## Dataset records
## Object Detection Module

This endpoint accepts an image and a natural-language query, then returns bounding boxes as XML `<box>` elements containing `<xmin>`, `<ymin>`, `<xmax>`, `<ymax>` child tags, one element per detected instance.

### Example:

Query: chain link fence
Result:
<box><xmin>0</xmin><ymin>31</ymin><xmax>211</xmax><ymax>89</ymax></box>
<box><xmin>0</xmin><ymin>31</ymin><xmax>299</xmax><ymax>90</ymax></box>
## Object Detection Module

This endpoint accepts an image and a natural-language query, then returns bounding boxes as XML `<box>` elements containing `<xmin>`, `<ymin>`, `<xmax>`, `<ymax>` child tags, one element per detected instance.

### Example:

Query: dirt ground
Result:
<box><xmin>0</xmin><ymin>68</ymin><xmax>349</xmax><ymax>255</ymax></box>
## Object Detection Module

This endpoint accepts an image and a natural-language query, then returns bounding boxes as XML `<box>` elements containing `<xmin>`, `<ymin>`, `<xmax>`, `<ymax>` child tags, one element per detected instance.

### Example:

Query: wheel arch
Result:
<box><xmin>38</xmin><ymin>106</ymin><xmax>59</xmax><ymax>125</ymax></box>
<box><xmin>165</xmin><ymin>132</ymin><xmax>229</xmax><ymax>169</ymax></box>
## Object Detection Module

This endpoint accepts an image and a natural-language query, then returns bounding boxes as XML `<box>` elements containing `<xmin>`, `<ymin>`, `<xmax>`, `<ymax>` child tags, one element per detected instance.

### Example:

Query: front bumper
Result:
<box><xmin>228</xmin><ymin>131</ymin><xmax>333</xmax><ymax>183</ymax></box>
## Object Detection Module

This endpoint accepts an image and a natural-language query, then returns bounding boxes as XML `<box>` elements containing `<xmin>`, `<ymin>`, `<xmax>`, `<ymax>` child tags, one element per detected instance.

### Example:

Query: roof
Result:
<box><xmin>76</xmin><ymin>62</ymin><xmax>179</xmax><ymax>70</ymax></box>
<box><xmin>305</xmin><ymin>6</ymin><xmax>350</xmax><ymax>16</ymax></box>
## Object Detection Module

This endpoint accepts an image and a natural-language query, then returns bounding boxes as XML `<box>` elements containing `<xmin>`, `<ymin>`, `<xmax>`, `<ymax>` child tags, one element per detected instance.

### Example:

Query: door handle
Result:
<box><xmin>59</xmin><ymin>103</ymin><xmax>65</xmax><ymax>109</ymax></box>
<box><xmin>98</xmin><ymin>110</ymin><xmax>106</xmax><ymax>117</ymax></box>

## Task description
Quote exactly the first line of the entries and every line after it, stopping with the line that contains "Query: chain link fence".

## Solved problem
## Object Detection Module

This endpoint accepts an image and a natural-language query, then returns bounding boxes as XML `<box>` elements containing `<xmin>`, `<ymin>`, `<xmax>`, `<ymax>` child tags, one element per detected instance.

### Example:

Query: chain link fence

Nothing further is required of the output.